Potongan Teks:
»»

Apa tindakan pertama yang KPK lakukan setelah Mahkamah Agung menyatakan putusan itu?

Sejam setelah mereka menggelar konferensi pers, kami langsung minta jaksa, direktur penuntutan, kepala biro hukum, pelaksana tugas deputi penindakan, dan biro humas menghadap. Saat itu Pak Agus (Rahardjo) dan Pak Alex (Marwata) sedang tidak ada. Kami minta update dan penjelasan soal putusan itu.

Wakil Ketua Komisi Pembe­rantasan Ko­­rupsi Laode Muhammad Syarif (tengah) dalam gelar barang bukti uang hasil OTT./ TEMPO/Imam Sukamto

Rapat itu membahas langkah hukum?

««

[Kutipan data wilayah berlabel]
»»

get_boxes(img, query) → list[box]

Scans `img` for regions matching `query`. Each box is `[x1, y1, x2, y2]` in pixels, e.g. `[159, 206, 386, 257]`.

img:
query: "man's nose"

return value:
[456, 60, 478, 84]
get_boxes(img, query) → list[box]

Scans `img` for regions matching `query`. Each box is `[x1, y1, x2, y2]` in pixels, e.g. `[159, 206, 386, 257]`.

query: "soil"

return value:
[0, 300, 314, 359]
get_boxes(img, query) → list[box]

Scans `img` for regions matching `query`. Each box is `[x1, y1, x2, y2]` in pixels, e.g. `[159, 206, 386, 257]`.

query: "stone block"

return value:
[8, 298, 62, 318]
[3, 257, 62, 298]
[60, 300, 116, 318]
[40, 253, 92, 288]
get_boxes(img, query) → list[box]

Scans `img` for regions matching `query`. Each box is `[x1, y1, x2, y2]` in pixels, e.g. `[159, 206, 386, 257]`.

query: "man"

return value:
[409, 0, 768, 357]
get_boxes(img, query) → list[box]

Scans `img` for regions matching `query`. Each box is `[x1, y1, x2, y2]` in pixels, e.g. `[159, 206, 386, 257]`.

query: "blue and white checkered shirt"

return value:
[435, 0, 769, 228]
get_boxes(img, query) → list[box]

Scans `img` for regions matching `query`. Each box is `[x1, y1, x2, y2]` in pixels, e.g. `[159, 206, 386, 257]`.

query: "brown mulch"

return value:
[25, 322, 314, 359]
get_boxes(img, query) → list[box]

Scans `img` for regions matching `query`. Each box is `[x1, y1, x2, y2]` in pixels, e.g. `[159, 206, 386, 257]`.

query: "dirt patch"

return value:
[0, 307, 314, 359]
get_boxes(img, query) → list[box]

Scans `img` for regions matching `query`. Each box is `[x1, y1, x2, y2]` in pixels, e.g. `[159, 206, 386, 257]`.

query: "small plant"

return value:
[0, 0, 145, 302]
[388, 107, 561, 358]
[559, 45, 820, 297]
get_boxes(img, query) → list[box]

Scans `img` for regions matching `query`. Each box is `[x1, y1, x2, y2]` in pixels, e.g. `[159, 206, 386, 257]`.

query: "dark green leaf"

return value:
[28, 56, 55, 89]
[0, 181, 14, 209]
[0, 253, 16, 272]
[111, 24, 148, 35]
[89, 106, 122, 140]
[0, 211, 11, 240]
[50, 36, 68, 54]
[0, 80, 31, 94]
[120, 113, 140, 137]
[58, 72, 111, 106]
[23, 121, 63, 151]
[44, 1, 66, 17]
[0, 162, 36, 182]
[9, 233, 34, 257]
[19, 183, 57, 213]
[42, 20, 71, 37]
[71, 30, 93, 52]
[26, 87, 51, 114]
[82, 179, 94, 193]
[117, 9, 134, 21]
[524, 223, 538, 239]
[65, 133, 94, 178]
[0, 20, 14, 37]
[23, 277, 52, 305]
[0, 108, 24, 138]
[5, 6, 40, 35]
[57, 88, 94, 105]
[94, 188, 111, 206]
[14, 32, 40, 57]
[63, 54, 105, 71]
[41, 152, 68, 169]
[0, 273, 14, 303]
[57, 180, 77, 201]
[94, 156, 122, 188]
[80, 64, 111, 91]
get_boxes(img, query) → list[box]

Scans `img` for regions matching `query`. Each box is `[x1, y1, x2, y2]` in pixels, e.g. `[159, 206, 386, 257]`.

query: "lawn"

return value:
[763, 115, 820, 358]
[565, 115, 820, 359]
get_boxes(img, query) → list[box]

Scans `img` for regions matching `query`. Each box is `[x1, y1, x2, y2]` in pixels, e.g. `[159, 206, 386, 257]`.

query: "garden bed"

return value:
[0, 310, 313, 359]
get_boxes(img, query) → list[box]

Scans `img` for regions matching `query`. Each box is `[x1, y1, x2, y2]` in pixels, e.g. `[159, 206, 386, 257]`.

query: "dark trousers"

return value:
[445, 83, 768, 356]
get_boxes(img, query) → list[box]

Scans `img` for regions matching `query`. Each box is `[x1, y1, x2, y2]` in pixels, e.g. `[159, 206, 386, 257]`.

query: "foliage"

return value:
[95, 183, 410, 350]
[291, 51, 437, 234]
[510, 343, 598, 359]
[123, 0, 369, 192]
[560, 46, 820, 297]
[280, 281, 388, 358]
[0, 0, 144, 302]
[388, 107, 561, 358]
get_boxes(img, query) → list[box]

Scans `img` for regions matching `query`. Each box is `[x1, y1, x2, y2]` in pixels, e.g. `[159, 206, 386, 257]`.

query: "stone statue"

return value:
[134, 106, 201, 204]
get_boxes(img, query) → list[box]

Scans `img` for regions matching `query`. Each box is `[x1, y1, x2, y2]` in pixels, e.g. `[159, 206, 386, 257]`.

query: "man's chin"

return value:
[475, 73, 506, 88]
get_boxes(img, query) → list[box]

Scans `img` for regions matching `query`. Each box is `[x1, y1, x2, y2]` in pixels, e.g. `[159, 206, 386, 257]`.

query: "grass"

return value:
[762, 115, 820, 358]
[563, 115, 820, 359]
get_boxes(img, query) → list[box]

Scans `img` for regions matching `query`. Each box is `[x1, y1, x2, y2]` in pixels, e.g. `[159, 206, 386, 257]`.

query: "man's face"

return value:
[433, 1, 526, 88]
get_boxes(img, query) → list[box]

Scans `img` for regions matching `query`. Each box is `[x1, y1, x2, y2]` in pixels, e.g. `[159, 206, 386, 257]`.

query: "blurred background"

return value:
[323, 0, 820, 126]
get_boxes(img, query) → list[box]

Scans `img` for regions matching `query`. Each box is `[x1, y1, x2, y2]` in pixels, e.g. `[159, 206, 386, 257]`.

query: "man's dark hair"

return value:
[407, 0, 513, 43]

««

Tantangan: Tolong tulis ulang kutipan wawancara tentang KPK, mulai dari bagian yang memuat "Apa tindakan pertama" dan berhenti setelah "soal putusan itu.". Ganti "konferensi pers" dengan "jumpa pers".

Penyelesaian Lengkap:
Apa tindakan pertama yang KPK lakukan setelah Mahkamah Agung menyatakan putusan itu?

Sejam setelah mereka menggelar jumpa pers, kami langsung minta jaksa, direktur penuntutan, kepala biro hukum, pelaksana tugas deputi penindakan, dan biro humas menghadap. Saat itu Pak Agus (Rahardjo) dan Pak Alex (Marwata) sedang tidak ada. Kami minta update dan penjelasan soal putusan itu.